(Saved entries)
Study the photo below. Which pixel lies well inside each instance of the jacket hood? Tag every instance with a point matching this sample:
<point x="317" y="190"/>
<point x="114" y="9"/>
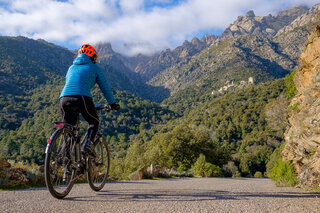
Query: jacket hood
<point x="82" y="59"/>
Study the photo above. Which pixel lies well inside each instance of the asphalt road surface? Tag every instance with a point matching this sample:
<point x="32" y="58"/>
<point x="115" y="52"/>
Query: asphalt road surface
<point x="168" y="195"/>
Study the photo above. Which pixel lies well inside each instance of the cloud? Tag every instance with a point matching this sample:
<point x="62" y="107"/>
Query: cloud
<point x="130" y="25"/>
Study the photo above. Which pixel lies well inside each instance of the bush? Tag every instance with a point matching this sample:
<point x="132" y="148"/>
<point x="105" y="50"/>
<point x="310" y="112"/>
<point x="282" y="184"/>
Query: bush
<point x="204" y="169"/>
<point x="237" y="174"/>
<point x="212" y="170"/>
<point x="258" y="175"/>
<point x="230" y="169"/>
<point x="283" y="173"/>
<point x="291" y="88"/>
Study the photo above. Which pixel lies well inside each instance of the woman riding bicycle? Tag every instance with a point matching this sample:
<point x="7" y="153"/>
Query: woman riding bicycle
<point x="76" y="97"/>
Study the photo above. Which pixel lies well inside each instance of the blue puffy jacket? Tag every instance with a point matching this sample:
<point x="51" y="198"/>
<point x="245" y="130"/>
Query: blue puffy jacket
<point x="82" y="76"/>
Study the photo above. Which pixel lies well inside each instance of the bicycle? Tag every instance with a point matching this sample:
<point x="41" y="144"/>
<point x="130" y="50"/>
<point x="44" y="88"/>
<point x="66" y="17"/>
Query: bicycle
<point x="65" y="164"/>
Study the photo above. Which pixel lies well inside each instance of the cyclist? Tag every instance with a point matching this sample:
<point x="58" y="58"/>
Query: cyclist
<point x="76" y="97"/>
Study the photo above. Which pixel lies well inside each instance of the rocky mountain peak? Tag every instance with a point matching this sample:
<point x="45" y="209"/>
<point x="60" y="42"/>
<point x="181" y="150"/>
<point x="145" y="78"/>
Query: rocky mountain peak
<point x="250" y="14"/>
<point x="266" y="26"/>
<point x="302" y="136"/>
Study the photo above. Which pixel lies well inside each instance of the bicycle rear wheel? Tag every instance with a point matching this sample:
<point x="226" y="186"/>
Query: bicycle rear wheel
<point x="98" y="166"/>
<point x="60" y="158"/>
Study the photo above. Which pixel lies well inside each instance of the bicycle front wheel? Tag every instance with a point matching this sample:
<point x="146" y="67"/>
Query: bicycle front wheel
<point x="98" y="166"/>
<point x="60" y="158"/>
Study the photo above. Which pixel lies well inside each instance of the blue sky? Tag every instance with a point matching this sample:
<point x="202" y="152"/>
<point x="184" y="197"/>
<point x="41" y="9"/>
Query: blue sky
<point x="132" y="26"/>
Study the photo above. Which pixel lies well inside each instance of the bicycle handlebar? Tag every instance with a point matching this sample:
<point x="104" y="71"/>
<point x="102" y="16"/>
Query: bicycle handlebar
<point x="99" y="106"/>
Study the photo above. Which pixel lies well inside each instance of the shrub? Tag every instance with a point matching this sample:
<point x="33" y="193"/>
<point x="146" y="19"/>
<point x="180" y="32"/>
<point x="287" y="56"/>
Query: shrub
<point x="283" y="173"/>
<point x="205" y="169"/>
<point x="258" y="175"/>
<point x="212" y="170"/>
<point x="291" y="88"/>
<point x="237" y="174"/>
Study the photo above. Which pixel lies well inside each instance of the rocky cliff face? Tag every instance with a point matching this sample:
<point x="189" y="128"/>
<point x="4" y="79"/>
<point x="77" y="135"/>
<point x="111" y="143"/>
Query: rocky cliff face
<point x="303" y="135"/>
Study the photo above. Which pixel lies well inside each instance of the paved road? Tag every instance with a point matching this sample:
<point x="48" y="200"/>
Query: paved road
<point x="168" y="195"/>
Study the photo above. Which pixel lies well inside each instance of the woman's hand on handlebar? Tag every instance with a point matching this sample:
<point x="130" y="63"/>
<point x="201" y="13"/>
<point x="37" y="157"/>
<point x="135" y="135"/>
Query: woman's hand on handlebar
<point x="115" y="106"/>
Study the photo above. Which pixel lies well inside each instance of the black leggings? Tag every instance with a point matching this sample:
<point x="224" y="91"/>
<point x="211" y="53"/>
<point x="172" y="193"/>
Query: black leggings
<point x="71" y="106"/>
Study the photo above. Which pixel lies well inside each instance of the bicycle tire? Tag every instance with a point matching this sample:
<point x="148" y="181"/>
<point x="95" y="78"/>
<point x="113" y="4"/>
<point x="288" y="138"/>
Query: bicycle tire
<point x="56" y="160"/>
<point x="98" y="167"/>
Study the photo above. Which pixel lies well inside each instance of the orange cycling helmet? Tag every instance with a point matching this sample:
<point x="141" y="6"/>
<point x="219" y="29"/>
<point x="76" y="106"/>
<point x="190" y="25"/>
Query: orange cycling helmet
<point x="88" y="50"/>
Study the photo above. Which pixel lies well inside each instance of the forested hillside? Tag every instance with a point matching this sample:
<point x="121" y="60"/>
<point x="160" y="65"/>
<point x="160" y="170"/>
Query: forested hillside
<point x="243" y="127"/>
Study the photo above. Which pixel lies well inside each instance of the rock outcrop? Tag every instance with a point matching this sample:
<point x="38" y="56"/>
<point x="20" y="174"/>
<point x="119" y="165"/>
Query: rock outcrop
<point x="303" y="134"/>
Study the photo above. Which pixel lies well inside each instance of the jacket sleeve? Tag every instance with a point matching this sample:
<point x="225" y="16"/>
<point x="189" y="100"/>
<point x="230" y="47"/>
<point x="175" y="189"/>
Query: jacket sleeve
<point x="104" y="86"/>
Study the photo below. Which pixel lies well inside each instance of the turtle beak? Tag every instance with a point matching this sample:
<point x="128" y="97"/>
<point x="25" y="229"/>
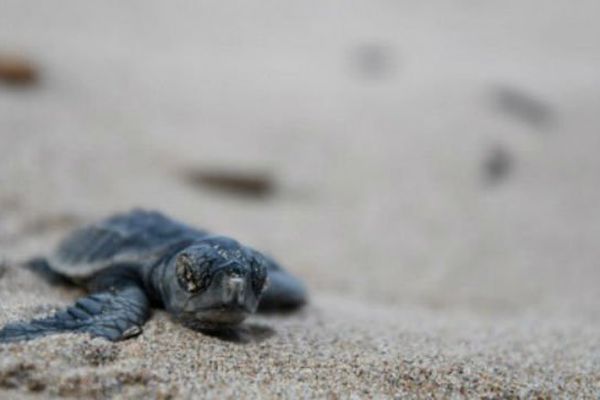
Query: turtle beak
<point x="234" y="290"/>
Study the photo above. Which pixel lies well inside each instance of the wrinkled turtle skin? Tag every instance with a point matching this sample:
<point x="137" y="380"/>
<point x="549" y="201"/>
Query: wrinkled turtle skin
<point x="134" y="261"/>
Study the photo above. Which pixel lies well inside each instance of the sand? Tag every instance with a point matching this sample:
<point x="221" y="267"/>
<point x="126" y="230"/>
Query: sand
<point x="436" y="186"/>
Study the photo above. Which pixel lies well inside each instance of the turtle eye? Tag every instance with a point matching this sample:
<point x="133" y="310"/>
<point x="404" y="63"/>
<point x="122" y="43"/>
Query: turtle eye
<point x="259" y="277"/>
<point x="193" y="275"/>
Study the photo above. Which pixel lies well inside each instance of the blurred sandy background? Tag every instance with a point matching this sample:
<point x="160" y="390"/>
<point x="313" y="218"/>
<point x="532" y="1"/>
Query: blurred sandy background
<point x="435" y="170"/>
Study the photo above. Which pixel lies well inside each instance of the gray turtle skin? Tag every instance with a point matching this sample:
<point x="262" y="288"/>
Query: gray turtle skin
<point x="132" y="262"/>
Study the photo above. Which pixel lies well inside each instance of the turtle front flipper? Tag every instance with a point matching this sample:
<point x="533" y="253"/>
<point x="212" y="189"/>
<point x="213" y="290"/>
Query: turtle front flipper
<point x="115" y="315"/>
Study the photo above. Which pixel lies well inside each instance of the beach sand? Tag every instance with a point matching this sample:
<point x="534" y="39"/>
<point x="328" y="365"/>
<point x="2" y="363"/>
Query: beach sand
<point x="435" y="183"/>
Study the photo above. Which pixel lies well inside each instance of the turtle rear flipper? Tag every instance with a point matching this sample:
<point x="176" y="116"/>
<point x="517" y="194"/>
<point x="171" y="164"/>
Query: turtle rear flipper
<point x="114" y="315"/>
<point x="41" y="267"/>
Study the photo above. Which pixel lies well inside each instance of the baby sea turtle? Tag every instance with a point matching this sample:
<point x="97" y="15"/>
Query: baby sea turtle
<point x="131" y="262"/>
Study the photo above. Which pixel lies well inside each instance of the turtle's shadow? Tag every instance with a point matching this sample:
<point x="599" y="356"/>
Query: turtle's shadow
<point x="245" y="334"/>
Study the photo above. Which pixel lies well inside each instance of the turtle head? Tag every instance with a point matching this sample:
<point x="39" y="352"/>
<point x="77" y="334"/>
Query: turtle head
<point x="214" y="283"/>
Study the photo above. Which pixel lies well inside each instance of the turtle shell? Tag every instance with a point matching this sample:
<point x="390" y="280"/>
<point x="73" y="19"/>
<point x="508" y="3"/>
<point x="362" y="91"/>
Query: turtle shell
<point x="137" y="237"/>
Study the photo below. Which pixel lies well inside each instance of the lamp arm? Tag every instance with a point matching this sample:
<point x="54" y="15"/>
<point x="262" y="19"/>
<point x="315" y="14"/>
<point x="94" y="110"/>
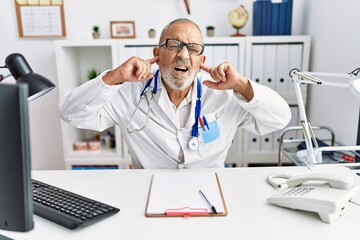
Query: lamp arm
<point x="2" y="77"/>
<point x="353" y="82"/>
<point x="308" y="133"/>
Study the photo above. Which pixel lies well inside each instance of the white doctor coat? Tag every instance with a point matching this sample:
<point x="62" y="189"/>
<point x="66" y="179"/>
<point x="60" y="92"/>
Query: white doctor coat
<point x="97" y="106"/>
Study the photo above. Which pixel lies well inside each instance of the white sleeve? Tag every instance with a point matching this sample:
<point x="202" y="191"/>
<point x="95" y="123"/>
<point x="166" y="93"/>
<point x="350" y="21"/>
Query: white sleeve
<point x="85" y="106"/>
<point x="269" y="111"/>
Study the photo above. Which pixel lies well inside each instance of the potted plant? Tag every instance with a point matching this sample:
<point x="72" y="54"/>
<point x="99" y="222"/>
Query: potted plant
<point x="210" y="30"/>
<point x="92" y="73"/>
<point x="96" y="32"/>
<point x="151" y="33"/>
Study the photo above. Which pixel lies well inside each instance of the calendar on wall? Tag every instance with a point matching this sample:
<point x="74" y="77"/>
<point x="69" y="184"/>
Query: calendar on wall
<point x="40" y="18"/>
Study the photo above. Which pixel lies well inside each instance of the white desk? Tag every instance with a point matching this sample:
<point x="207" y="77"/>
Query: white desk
<point x="245" y="192"/>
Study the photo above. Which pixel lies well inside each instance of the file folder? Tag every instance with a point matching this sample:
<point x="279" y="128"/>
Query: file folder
<point x="176" y="194"/>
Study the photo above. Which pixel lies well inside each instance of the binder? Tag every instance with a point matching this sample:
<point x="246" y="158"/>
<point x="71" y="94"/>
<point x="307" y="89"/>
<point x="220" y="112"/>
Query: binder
<point x="176" y="194"/>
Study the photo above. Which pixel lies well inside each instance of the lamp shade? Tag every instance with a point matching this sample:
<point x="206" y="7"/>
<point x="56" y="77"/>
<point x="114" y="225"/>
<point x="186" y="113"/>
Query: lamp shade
<point x="22" y="72"/>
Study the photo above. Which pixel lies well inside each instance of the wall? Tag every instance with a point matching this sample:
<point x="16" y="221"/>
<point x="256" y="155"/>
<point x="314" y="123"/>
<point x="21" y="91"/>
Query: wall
<point x="335" y="40"/>
<point x="80" y="16"/>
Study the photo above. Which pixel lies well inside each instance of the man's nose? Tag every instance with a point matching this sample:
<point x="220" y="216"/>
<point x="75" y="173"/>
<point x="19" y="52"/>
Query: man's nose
<point x="183" y="53"/>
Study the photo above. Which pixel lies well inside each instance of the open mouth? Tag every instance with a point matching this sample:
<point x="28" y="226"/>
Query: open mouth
<point x="181" y="69"/>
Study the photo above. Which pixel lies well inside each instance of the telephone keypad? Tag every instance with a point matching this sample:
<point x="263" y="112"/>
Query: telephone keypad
<point x="298" y="191"/>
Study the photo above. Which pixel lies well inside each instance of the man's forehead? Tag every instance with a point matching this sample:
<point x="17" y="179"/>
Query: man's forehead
<point x="184" y="31"/>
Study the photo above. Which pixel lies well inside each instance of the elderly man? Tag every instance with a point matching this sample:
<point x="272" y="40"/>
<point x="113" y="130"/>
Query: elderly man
<point x="178" y="116"/>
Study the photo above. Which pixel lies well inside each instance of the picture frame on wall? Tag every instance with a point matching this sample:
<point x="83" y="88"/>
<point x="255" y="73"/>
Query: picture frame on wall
<point x="122" y="29"/>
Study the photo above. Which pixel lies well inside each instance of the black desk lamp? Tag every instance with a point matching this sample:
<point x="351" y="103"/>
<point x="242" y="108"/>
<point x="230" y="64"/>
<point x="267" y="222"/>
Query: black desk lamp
<point x="16" y="206"/>
<point x="22" y="72"/>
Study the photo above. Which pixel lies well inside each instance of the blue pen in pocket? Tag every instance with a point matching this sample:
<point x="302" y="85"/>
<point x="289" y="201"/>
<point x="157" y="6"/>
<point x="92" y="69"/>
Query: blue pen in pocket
<point x="211" y="131"/>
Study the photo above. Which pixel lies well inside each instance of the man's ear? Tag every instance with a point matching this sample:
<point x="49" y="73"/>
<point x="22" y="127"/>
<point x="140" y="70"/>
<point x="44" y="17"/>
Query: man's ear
<point x="203" y="59"/>
<point x="156" y="52"/>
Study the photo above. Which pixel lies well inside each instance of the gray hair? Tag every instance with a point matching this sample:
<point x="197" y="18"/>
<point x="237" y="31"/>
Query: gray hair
<point x="179" y="20"/>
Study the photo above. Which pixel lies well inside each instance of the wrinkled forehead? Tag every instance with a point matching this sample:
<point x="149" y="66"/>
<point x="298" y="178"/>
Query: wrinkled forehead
<point x="184" y="31"/>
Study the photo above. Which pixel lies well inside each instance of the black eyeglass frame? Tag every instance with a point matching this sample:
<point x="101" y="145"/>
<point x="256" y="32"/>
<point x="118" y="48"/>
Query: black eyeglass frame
<point x="182" y="44"/>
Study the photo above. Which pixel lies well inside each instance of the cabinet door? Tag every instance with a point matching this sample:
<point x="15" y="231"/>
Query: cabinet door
<point x="257" y="63"/>
<point x="269" y="65"/>
<point x="282" y="68"/>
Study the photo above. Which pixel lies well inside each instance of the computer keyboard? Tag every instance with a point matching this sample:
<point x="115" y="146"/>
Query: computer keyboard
<point x="67" y="208"/>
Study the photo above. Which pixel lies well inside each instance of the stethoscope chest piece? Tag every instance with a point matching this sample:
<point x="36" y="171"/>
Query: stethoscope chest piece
<point x="194" y="143"/>
<point x="181" y="165"/>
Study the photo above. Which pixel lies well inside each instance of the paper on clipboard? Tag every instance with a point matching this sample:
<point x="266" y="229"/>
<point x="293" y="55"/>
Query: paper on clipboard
<point x="179" y="192"/>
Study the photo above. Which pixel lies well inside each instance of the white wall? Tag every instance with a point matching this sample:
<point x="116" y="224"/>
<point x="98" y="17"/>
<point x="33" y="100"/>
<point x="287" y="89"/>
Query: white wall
<point x="80" y="15"/>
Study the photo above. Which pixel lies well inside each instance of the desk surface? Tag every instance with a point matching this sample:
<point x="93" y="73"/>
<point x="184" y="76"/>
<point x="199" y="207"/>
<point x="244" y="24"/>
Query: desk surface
<point x="245" y="191"/>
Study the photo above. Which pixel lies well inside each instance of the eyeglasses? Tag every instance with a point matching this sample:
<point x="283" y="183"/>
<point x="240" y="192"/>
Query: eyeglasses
<point x="176" y="45"/>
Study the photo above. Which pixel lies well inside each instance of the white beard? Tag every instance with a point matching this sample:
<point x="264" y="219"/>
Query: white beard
<point x="178" y="84"/>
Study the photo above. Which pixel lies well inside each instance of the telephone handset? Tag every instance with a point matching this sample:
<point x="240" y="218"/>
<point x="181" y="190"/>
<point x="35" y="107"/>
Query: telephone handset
<point x="328" y="194"/>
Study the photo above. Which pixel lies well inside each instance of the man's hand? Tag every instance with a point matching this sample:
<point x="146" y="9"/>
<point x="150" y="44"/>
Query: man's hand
<point x="226" y="77"/>
<point x="133" y="70"/>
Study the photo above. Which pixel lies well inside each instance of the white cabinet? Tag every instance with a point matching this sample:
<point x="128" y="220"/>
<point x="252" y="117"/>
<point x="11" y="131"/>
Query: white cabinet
<point x="267" y="60"/>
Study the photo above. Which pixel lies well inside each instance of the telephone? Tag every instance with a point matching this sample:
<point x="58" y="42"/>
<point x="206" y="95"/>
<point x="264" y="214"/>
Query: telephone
<point x="328" y="194"/>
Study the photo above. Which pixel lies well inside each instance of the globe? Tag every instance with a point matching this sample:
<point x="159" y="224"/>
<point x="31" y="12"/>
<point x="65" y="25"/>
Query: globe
<point x="238" y="17"/>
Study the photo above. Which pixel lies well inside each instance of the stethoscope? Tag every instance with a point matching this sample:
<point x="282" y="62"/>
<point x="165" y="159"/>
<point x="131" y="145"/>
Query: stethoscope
<point x="194" y="141"/>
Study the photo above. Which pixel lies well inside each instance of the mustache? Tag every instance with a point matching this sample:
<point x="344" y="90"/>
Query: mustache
<point x="180" y="61"/>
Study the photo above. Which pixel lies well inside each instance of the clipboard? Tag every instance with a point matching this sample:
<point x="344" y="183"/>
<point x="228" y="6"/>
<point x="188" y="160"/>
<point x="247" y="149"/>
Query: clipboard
<point x="176" y="194"/>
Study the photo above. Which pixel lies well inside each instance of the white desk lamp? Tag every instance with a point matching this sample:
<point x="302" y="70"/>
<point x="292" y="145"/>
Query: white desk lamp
<point x="350" y="80"/>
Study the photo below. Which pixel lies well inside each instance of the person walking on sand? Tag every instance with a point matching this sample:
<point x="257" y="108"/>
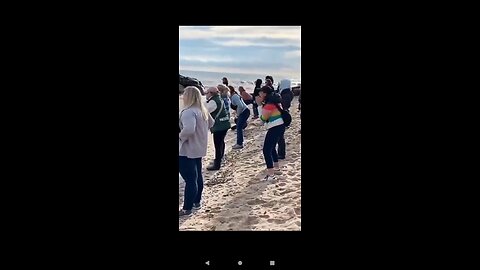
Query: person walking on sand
<point x="225" y="81"/>
<point x="194" y="122"/>
<point x="285" y="90"/>
<point x="247" y="98"/>
<point x="243" y="112"/>
<point x="217" y="110"/>
<point x="258" y="86"/>
<point x="225" y="95"/>
<point x="274" y="123"/>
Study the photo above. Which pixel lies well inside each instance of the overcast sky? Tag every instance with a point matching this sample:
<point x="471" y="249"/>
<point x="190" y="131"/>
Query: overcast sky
<point x="241" y="49"/>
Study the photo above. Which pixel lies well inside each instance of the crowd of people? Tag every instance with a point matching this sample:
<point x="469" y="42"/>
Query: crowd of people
<point x="198" y="118"/>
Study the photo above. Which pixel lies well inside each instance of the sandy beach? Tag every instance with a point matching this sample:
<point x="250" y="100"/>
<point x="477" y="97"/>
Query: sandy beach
<point x="235" y="198"/>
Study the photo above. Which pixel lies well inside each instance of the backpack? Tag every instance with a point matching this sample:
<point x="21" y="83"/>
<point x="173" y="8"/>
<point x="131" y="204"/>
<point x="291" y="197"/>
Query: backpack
<point x="287" y="118"/>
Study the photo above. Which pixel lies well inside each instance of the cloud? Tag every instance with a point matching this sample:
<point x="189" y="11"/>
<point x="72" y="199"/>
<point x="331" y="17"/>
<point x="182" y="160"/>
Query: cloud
<point x="241" y="49"/>
<point x="242" y="32"/>
<point x="292" y="54"/>
<point x="207" y="59"/>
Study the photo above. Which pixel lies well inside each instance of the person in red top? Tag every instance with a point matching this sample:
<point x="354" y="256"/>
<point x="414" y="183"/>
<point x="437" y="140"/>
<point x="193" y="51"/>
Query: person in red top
<point x="274" y="123"/>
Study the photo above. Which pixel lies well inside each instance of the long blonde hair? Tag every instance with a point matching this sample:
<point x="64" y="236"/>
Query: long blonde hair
<point x="193" y="98"/>
<point x="224" y="91"/>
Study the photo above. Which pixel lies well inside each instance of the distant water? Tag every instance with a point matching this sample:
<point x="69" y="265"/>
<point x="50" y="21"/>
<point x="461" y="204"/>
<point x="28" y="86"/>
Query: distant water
<point x="234" y="79"/>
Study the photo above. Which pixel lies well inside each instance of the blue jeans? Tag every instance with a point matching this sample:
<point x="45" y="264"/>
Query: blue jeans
<point x="255" y="108"/>
<point x="281" y="146"/>
<point x="242" y="120"/>
<point x="271" y="139"/>
<point x="191" y="171"/>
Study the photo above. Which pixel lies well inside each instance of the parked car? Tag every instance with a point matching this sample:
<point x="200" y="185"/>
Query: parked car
<point x="184" y="81"/>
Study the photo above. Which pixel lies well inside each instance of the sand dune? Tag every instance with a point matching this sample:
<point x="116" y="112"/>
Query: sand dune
<point x="236" y="198"/>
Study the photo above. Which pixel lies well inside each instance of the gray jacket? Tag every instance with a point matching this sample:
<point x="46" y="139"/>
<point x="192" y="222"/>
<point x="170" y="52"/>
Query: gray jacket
<point x="193" y="137"/>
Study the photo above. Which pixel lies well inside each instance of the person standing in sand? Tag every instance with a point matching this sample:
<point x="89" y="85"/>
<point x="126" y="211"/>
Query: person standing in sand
<point x="225" y="95"/>
<point x="274" y="123"/>
<point x="217" y="110"/>
<point x="194" y="123"/>
<point x="247" y="98"/>
<point x="243" y="112"/>
<point x="285" y="91"/>
<point x="256" y="102"/>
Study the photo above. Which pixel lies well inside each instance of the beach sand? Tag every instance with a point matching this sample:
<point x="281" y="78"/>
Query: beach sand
<point x="235" y="198"/>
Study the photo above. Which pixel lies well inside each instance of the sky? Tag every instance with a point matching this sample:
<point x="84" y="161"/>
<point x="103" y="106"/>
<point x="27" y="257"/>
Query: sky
<point x="271" y="50"/>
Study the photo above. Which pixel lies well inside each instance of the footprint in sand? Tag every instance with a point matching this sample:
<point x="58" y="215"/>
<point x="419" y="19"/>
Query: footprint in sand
<point x="269" y="204"/>
<point x="286" y="192"/>
<point x="252" y="220"/>
<point x="255" y="202"/>
<point x="215" y="210"/>
<point x="276" y="221"/>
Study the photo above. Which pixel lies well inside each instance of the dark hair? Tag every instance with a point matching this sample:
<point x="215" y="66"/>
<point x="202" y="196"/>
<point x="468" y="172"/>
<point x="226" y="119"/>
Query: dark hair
<point x="266" y="89"/>
<point x="269" y="77"/>
<point x="232" y="90"/>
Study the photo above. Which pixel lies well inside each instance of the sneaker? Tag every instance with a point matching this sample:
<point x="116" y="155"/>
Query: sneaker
<point x="237" y="146"/>
<point x="183" y="212"/>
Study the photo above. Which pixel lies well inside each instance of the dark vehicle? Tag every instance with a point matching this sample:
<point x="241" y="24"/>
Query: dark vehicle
<point x="184" y="81"/>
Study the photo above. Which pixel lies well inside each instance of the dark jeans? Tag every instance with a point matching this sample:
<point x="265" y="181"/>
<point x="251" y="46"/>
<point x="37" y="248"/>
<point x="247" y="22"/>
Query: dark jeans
<point x="251" y="101"/>
<point x="287" y="97"/>
<point x="271" y="139"/>
<point x="255" y="108"/>
<point x="281" y="146"/>
<point x="191" y="171"/>
<point x="219" y="142"/>
<point x="242" y="120"/>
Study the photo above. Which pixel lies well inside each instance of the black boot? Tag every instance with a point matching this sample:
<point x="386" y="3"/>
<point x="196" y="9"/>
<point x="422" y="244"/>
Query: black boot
<point x="215" y="166"/>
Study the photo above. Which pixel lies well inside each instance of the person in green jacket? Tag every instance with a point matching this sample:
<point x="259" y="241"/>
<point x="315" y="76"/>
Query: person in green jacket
<point x="216" y="108"/>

Task statement - Please give only the number of lines above that contain the word "below".

Answer - 4